An interesting research conducted in Guatemala, Mexico  in 1969 is true to Kenya today as is to the world. The research involved pre-school children in several villages, where one group was given a nutritionally enhanced diet, compared to a control group in neighbouring villages, who got a nutrient deprived diet.

The children, now adults, were re-visited 35 years later, writes Dr Bjorn Lomborg in the book, The Nobel Laureates' Guide to the Smartest Targets for the World (2016-2030), revealing startling differences. Lomborg came into prominence after the publication of his controversial book The Skeptical Environmentalist.

The first group went on to have a successful life, while the control group did not.

"They were not stunted by age three, stayed longer in school and developed better cognitive skills," writes Lomborg adding that these children had better physical and mental development suited for the job market.

This research proved that investing in nutrition in children pays greater dividends in later generations, a phenomenon that has been rated highly by a team of Nobel Laureates in determining the world's next goals following the expiry of the Millennium Development Goals (MDGs) this year.

Working for the independent think tank, Copenhagen Consensus and Australia Consensus, the laureates Finn Kydland, Tom Schelling and Nancy Stokey, have zeroed in on 19 targets from 107, which had been reviewed for the same Centre's by the world's top economists.

"The world needs smarter goals," says Lomborg, the founder of the Copenhagen Consensus Centre during a recent visit in Nairobi.

He adds that the 60 teams of economists weighed up the social, environment and economic costs of each of the UN targets.

Of this, targets like reducing world trade restrictions was rated high, retuning more than US$2,000 dollars (Sh194,000) for each dollar spent.

Countries like Singapore, which opened its borders in the 1960s to manufacturing firms from developed nations, is now an economic giant, proving that foreign trade and investments work.

Making available universal contraception is also rated high, while doubling treatment for people living with HIV is rated low. This is bound to elicit controversy as HIV is viewed as one of the 21st Century challenges that need dire interventions.

It does not help matters that unlike in the year 2000 when the MDGs were passed by a small group working with the then UN Secretary General, the 'Post-2015 Agenda' has received interests from different groups.

The prominent of the players in this process is the UN Open Working Group from the Rio+20, a sustainable development conference that was held in Brazil in 2012.

Another group is a high level panel chaired by presidents Joko Widodo and Ellen Johnson Sirleaf of Indonesia and Liberia respectively, and UK Prime Minister David Cameron, and also from independent research firm led by Jeffrey Sachs.

The Working Group has proposed 17 goals and 169 targets compared to the MDGs with eight goals and 18 targets. Well, the challenge is that time is running out, because the world has until September, when leaders will meet in New York for the UN General Assembly to set the goals.

## Set problem A
Write out the passage of the article on development goals that starts at "Of this, targets" and ends at "from different groups.".
The article and the records are unrelated sources.

## Supplied information
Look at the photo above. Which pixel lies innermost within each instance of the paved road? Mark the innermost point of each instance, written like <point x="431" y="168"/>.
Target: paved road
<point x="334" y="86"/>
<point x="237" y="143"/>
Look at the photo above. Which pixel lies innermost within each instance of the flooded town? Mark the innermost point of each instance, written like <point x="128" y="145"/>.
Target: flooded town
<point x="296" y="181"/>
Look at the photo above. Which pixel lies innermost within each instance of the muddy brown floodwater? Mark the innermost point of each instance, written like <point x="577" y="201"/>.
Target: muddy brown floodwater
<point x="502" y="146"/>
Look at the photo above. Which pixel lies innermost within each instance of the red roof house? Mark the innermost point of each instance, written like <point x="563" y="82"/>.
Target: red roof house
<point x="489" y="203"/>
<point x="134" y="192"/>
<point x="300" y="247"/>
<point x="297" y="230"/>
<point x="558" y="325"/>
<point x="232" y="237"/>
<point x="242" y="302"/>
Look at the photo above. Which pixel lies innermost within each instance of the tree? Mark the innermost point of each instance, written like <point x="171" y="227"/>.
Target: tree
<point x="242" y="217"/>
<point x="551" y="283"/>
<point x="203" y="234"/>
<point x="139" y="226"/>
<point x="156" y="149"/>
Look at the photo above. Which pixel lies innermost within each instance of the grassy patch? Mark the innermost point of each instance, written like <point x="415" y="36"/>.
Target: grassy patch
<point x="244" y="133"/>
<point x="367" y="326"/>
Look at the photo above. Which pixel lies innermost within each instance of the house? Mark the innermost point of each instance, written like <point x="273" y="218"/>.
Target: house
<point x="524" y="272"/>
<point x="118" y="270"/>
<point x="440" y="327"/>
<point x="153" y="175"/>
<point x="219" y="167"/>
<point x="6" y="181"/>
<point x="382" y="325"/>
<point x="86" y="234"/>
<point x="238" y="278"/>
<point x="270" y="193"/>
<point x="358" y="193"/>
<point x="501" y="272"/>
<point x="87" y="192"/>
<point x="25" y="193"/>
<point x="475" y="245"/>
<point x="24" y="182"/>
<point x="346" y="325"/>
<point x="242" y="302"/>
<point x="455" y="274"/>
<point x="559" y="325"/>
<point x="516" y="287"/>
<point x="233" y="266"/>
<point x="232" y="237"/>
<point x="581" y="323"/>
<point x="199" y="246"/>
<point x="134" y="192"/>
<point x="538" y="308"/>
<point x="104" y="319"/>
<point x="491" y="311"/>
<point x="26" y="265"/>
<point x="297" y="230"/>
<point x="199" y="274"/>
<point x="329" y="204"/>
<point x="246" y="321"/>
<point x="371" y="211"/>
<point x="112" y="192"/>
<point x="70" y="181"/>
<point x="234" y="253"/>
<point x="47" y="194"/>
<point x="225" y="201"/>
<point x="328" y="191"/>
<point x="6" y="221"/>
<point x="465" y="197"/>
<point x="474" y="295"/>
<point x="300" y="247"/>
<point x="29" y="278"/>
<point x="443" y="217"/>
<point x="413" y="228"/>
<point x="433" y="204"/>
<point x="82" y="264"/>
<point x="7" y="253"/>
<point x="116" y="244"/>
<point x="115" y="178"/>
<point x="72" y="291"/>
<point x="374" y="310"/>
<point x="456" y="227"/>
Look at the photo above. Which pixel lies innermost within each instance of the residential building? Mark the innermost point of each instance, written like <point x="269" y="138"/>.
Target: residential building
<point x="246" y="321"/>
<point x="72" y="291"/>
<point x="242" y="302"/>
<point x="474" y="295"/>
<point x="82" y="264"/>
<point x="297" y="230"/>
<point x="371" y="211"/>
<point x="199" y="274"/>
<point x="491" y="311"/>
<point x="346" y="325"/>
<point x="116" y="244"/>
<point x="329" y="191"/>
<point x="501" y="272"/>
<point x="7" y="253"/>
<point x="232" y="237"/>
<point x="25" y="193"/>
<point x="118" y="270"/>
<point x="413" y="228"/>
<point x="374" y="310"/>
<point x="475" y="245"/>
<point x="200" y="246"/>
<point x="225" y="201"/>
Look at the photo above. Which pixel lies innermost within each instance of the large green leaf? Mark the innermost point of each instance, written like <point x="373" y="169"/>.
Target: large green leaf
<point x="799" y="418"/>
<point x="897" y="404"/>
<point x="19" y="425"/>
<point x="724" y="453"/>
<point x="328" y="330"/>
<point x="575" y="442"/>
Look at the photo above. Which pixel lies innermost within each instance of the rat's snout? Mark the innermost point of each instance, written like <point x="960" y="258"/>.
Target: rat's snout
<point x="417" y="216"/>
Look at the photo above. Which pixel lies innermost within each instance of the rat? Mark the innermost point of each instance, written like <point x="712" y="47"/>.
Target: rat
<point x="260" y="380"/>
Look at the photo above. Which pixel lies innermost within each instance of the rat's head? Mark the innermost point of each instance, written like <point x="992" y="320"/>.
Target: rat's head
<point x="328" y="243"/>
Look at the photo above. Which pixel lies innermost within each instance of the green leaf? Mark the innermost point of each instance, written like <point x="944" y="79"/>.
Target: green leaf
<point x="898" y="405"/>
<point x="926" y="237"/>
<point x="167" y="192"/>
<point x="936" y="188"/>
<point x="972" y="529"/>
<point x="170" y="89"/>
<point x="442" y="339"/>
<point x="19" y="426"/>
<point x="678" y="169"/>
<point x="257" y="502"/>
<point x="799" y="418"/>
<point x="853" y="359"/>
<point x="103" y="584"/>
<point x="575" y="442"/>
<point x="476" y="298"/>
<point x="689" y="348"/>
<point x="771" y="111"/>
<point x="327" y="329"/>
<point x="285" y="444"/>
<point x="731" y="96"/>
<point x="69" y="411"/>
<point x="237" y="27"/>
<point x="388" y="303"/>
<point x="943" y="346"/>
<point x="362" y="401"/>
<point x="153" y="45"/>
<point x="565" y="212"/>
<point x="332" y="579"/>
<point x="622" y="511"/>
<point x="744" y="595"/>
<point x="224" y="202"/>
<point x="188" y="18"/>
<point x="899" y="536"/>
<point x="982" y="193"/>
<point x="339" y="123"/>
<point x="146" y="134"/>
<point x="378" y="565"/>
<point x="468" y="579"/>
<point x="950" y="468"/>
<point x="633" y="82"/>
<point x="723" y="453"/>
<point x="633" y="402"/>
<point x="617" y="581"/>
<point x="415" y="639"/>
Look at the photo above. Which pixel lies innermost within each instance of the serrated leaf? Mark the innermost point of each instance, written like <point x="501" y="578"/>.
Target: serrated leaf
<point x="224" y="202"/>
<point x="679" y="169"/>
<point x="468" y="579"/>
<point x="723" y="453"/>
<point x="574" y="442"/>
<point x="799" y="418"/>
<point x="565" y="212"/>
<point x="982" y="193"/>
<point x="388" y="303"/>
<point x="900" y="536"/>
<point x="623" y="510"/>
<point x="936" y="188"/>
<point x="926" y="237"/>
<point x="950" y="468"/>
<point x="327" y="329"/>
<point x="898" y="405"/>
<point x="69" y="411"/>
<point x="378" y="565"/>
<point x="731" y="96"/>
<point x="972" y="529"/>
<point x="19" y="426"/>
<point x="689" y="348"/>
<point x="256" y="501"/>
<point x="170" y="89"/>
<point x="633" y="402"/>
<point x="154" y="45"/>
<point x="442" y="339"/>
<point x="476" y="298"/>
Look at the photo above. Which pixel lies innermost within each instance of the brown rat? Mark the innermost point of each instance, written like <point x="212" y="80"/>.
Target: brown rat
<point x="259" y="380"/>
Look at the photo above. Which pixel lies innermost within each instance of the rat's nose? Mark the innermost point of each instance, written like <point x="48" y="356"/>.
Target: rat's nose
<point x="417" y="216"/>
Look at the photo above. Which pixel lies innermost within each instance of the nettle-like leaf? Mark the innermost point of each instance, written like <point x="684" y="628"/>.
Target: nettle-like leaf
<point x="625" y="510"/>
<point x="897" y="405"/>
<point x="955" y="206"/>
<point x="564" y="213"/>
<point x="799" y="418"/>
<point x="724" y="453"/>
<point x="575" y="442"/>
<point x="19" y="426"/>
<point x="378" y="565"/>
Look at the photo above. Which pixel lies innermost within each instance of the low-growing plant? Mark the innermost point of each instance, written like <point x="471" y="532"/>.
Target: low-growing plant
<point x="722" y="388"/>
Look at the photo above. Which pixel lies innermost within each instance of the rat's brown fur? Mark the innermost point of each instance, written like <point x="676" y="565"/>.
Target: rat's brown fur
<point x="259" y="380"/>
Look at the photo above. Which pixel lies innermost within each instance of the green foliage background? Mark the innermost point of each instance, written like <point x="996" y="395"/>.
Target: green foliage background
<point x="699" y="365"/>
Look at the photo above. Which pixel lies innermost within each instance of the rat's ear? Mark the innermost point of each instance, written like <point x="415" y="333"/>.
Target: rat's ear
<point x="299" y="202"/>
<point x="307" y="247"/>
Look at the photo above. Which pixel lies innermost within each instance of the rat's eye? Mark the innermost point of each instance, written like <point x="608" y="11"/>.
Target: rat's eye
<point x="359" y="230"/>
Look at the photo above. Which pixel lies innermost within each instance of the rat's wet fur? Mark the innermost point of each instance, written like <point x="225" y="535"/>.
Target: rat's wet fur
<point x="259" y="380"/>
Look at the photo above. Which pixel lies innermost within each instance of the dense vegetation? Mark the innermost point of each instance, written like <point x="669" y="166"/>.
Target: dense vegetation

* * *

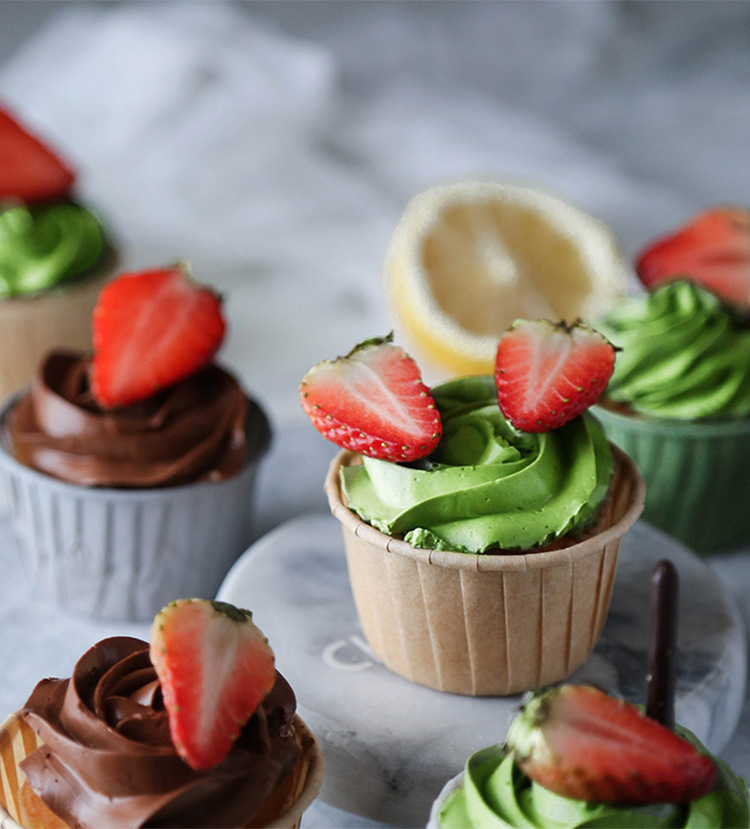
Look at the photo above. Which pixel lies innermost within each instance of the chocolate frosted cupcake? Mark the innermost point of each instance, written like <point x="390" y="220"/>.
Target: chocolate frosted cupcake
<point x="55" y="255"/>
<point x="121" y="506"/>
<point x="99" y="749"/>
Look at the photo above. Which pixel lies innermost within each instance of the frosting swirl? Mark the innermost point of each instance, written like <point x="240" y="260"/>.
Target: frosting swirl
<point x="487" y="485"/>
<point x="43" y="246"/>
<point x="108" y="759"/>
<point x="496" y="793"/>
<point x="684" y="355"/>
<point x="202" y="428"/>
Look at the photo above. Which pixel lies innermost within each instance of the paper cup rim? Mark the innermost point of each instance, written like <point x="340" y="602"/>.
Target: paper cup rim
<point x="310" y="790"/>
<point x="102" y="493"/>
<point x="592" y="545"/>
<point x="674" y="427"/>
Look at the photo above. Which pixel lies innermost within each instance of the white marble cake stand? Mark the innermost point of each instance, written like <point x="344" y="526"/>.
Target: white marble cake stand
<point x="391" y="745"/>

## Set problem B
Copy each line of the records that contains the string "building", matching its case.

## Task response A
Of this, targets like reducing world trade restrictions was rated high, retuning more than US$2,000 dollars (Sh194,000) for each dollar spent.

Countries like Singapore, which opened its borders in the 1960s to manufacturing firms from developed nations, is now an economic giant, proving that foreign trade and investments work.

Making available universal contraception is also rated high, while doubling treatment for people living with HIV is rated low. This is bound to elicit controversy as HIV is viewed as one of the 21st Century challenges that need dire interventions.

It does not help matters that unlike in the year 2000 when the MDGs were passed by a small group working with the then UN Secretary General, the 'Post-2015 Agenda' has received interests from different groups.

## Task response B
Look at the photo above. Which pixel lies innermost within each instance of the residential building? Mark the innermost point of each instance, written like <point x="269" y="138"/>.
Target: residential building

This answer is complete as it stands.